- _Information given_:

****

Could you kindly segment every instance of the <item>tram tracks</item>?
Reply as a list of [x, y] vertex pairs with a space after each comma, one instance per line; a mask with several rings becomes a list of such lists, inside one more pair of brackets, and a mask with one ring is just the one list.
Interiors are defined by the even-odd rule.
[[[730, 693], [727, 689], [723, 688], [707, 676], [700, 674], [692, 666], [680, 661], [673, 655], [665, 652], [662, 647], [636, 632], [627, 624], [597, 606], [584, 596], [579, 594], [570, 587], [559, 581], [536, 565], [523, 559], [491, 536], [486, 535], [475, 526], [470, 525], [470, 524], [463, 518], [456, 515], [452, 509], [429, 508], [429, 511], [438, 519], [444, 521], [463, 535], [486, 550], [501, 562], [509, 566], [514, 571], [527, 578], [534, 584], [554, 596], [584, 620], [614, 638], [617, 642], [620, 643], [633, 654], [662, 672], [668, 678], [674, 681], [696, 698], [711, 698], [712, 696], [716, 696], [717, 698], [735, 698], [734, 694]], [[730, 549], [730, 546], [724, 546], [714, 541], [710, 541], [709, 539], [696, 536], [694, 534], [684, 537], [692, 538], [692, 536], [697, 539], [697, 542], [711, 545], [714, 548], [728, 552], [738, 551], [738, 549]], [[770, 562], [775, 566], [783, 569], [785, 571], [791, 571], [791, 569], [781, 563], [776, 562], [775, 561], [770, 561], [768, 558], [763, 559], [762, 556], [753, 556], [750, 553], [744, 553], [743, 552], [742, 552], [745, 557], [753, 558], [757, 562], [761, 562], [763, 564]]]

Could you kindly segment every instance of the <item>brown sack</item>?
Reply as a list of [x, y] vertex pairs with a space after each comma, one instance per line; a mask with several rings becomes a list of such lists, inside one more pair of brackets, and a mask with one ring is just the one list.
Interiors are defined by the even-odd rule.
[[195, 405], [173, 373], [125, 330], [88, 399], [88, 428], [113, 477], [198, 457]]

****

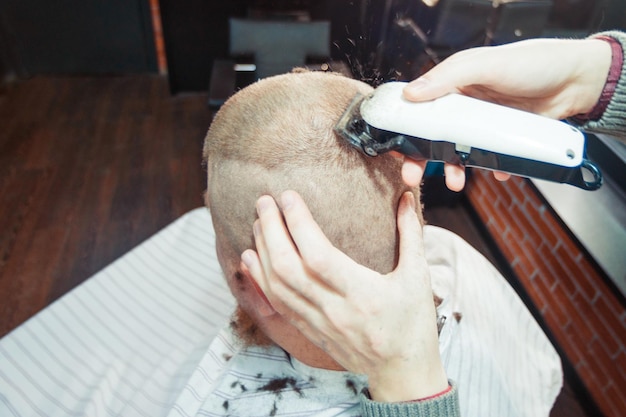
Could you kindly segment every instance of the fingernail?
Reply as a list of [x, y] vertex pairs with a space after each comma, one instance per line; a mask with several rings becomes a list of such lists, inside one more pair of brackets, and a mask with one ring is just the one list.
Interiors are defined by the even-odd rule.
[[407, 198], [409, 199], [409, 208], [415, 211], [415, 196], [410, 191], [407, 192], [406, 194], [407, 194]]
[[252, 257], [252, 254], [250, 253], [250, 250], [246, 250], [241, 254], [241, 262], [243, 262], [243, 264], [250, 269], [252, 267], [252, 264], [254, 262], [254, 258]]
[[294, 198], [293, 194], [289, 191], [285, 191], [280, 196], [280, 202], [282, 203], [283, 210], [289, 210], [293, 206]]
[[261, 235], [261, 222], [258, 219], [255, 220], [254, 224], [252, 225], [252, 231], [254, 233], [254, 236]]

****

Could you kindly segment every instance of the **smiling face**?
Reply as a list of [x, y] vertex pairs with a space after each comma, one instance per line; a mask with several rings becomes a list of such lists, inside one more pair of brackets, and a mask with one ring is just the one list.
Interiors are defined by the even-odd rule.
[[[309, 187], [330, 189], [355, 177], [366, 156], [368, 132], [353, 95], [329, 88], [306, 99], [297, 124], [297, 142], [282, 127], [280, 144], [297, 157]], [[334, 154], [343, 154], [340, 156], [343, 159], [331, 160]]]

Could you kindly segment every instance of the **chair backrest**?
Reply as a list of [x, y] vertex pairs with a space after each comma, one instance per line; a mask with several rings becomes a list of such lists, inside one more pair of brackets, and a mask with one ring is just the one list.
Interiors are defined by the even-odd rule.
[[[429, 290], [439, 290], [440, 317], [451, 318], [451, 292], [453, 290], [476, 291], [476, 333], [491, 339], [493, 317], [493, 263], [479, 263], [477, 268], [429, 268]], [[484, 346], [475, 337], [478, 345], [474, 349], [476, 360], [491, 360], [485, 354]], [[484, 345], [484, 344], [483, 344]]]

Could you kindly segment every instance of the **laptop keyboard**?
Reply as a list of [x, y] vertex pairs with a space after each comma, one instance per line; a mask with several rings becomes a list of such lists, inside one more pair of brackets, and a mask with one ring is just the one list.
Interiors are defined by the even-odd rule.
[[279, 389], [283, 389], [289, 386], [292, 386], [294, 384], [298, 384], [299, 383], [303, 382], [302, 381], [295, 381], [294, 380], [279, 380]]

****

- _Task to complete_: Starting with the line that contains "Could you kindly segment every instance of the **smiling" and ending with the line that contains "159], [331, 160]]]", rewrite those lines as a numbered list and skip any blank lines.

- _Answer to the problem_:
1. Could you kindly segment every instance of the **smiling face**?
2. Reply as a list of [x, y] vertex pairs with a space after each comma, one instance per line; a mask with several rings becomes a list of such lists, inside one more pair of brackets, and a mask with one ring is just the one list.
3. Interiors are defined by the even-odd rule.
4. [[[309, 187], [330, 189], [355, 177], [366, 156], [368, 132], [353, 95], [329, 88], [306, 99], [297, 124], [297, 142], [282, 127], [280, 144], [297, 157]], [[334, 154], [343, 154], [340, 156], [343, 159], [331, 160]]]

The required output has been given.